Position annotation entries.
## BEGIN
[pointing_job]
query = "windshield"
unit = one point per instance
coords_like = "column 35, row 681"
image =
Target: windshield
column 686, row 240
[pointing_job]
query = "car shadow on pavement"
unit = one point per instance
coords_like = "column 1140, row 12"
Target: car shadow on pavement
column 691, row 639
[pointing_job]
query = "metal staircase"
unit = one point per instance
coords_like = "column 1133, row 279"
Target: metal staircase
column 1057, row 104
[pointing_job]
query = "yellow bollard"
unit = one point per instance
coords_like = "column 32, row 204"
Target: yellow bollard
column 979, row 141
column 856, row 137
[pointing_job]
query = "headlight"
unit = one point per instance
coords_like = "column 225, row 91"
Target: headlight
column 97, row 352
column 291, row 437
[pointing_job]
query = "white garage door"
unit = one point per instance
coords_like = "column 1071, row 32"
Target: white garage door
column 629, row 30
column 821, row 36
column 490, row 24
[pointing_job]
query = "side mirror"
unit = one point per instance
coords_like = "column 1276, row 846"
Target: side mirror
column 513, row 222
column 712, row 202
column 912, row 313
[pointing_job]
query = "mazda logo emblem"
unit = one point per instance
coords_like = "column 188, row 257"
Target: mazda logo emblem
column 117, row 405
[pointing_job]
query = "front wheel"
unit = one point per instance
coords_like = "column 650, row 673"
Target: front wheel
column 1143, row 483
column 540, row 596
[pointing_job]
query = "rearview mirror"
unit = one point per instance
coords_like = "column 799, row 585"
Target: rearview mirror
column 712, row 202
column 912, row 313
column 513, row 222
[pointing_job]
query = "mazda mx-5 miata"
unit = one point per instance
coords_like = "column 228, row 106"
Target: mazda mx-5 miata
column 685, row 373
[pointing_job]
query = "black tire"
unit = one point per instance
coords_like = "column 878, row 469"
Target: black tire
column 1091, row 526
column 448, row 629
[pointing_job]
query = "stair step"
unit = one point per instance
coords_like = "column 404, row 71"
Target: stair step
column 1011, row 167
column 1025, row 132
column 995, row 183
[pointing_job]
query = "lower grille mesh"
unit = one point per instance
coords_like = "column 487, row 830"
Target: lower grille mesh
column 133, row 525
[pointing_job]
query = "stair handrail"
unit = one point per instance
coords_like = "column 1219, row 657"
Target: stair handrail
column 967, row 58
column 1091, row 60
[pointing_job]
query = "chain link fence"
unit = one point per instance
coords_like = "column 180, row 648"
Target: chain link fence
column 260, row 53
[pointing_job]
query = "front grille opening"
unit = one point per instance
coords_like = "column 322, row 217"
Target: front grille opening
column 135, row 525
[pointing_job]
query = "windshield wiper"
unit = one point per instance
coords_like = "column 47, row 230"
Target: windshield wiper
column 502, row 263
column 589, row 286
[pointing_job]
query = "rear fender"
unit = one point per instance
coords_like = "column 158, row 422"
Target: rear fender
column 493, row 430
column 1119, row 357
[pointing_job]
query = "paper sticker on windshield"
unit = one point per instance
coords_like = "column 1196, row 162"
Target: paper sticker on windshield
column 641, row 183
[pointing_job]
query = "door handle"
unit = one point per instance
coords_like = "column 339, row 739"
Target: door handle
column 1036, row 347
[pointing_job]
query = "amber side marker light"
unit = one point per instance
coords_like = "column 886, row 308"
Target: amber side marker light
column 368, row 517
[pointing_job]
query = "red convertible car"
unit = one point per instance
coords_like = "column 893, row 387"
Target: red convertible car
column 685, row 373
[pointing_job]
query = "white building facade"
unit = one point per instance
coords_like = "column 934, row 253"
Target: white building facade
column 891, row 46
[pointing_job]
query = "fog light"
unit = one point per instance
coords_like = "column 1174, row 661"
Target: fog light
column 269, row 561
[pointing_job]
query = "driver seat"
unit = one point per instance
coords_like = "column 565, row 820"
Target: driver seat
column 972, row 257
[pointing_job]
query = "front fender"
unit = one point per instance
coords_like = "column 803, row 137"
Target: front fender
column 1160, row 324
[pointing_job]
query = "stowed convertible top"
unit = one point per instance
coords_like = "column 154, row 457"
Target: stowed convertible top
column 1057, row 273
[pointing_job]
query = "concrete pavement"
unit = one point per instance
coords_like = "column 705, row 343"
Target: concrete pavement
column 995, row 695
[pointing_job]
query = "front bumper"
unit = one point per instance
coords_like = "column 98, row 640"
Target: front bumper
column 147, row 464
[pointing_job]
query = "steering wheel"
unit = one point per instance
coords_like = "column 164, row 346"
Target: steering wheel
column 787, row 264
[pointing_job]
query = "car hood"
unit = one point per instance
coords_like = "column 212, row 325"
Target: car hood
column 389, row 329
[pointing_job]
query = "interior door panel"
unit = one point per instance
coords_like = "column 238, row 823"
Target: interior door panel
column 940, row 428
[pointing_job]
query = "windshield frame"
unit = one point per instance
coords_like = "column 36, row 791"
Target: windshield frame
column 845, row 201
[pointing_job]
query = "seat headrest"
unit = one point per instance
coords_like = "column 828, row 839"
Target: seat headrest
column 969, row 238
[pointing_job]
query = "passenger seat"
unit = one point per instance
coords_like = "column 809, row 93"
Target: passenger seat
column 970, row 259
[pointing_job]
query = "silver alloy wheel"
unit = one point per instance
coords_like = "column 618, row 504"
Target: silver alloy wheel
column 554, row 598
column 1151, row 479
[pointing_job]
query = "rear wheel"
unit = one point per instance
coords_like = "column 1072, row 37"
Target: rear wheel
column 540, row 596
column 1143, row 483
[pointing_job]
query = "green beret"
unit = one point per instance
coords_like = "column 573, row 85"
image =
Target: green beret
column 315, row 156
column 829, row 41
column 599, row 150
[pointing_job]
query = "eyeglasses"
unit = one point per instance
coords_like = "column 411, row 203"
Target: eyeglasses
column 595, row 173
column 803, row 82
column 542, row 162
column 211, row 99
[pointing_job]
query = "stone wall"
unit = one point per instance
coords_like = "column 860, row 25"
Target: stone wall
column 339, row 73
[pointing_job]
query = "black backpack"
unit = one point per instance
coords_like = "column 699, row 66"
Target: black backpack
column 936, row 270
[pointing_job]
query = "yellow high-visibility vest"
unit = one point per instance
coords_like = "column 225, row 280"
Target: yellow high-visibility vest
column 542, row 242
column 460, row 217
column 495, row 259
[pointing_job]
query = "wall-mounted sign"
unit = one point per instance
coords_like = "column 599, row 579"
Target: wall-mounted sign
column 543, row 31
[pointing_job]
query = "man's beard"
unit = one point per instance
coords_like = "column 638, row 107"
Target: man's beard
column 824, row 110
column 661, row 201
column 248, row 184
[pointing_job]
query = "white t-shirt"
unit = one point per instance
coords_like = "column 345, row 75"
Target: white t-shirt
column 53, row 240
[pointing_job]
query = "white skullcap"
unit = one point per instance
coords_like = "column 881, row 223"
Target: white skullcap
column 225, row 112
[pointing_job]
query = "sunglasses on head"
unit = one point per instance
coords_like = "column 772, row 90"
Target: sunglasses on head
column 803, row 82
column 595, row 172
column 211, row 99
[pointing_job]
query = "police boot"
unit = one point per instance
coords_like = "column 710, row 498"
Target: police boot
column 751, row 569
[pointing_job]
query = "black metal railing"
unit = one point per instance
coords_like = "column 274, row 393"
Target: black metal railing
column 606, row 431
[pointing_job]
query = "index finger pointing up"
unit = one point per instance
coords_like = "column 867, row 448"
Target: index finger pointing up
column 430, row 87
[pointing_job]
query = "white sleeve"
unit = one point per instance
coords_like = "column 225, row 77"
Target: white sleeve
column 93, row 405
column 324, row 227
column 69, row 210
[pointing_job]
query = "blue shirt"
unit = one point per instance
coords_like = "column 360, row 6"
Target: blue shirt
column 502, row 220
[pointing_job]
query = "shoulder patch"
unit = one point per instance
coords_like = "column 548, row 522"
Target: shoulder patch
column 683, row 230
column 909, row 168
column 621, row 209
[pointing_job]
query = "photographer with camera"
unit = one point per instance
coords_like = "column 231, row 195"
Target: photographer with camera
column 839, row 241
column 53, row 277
## END
SHORT PROBLEM. Reproduce the entries verbatim, from the first line through the line that contains "column 490, row 24", including both of these lines.

SOLUTION TO THE PROBLEM.
[pointing_job]
query = "windshield"
unit = one point per instance
coords_like = "column 35, row 681"
image =
Target: windshield
column 686, row 240
[pointing_job]
query = "car shadow on pavement"
unit = one point per instance
coords_like = "column 1140, row 12"
Target: car shadow on pavement
column 691, row 639
[pointing_job]
query = "metal staircase"
unit = one point per instance
coords_like = "column 1133, row 279"
Target: metal staircase
column 1057, row 104
[pointing_job]
query = "yellow bollard"
unit = one point per instance
coords_like = "column 32, row 204"
Target: yellow bollard
column 979, row 141
column 856, row 137
[pointing_job]
query = "headlight"
unit = one point per instance
coords_like = "column 225, row 91"
Target: headlight
column 97, row 352
column 291, row 437
[pointing_job]
query = "white garage door"
unit = one point per instance
coords_like = "column 1071, row 32"
Target: white garage door
column 629, row 30
column 821, row 36
column 490, row 24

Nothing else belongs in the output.